_Richieste_.
1) Riassumi in poche righe il paragrafo del brano su Romeo e Giulietta che comincia con "Giulietta è sempre più disperata", conservandone i fatti principali.
2) Riporta parola per parola il brano su Romeo e Giulietta, da "Giulietta si rifiuta." giù fino a "scelto per lei.".
3) Prosegui il racconto su Romeo e Giulietta a partire dall'ultima frase del brano.

_Brano fornito_.
----------
Quando Giulietta apprende la notizia si dispera, tanto più non può
confidarsi con nessuno.
I due si rivedono nel confessionale di frate Lorenzo che nasconde Romeo
nella sua cella. Giulietta propone perfino di tagliarsi i capelli,
travestirsi da uomo, e seguire in esilio Romeo come se fosse un suo
servitore.
I due alla fine si lasciano e Romeo sconta il suo esilio nella
vicina Mantova.
Giulietta è sempre più disperata e la madre di lei, credendo che
questa disperazione nasca dal segreto desiderio di prendere marito,
si confida col marito Antonio Cappelletti. Dice che ormai la ragazza ha
diciott'anni e che da qui in poi la sua bellezza diminuirà invece che
aumentare, e che le donne in fondo "non sono mercatanzia da tenere
molto in casa"!!!
Convengono quindi di darla in sposa a uno dei conti di Lodrone.
Giulietta si rifiuta. Ma non può spiegarne il motivo segreto, e
limitandosi a piangere sconsolata, causa le ire del padre che ancor più si
decide a maritarla allo sposo che lui ha scelto per lei.
----------
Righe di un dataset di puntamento
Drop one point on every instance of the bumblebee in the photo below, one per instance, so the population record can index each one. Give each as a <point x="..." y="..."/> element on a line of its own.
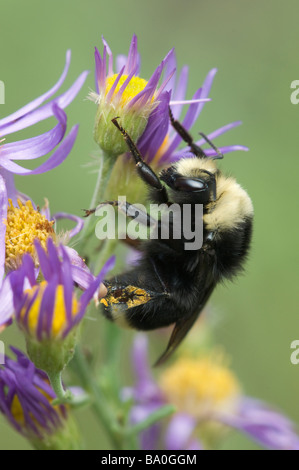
<point x="171" y="285"/>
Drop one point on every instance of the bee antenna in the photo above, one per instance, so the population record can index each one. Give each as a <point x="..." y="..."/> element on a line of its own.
<point x="219" y="154"/>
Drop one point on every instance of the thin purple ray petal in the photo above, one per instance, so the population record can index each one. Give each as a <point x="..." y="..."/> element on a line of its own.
<point x="110" y="55"/>
<point x="12" y="193"/>
<point x="74" y="218"/>
<point x="180" y="91"/>
<point x="132" y="56"/>
<point x="170" y="66"/>
<point x="126" y="82"/>
<point x="55" y="160"/>
<point x="112" y="89"/>
<point x="38" y="146"/>
<point x="67" y="282"/>
<point x="38" y="101"/>
<point x="46" y="311"/>
<point x="46" y="110"/>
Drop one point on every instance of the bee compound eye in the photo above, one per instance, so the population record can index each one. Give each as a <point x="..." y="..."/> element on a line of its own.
----------
_Risultati per compito_.
1) Vedendo Giulietta sempre più disperata, la madre pensa che la figlia desideri in segreto sposarsi e ne parla al marito Antonio Cappelletti. Gli fa notare che la ragazza ha ormai diciott'anni, che da ora in poi la sua bellezza calerà e che le donne non vanno tenute troppo a lungo in casa.

2)
Giulietta si rifiuta. Ma non può spiegarne il motivo segreto, e
limitandosi a piangere sconsolata, causa le ire del padre che ancor più si
decide a maritarla allo sposo che lui ha scelto per lei.

3)
La pozione
Giulietta, con la scusa di confessarsi, si confida con frate Lorenzo al
quale chiede un modo per poter fuggire ai piani che per lei ha stabilito
il padre e ricongiungersi a Romeo. Frate Lorenzo, grazie alle sue
conoscenze, prepara una pozione che farà sembrare Giulietta come
morta. Credendola tutti deceduta, ella verrà sepolta nella
cappella di famiglia posta nel cimitero fuori dalla chiesa dei francescani
a Verona. Il piano prevede che sia Fra Lorenzo a tirarla fuori
dal sarcofago, nasconderla nella sua cella, e portarla con sé a Mantova
dove a breve si terrà un'assemblea della sua congregazione. Lì si
ricongiungerà con Romeo.
Giulietta accetta: "se per tal via pervenir dovessi a Romeo, senza
tema ardirei di passare per l'Inferno".
Prima però Fra Lorenzo le fa scrivere una lettera da consegnare a
Romeo, così che possa essere informato del piano, e non faccia pazzie se
dovesse venire a sapere della morte di Giulietta.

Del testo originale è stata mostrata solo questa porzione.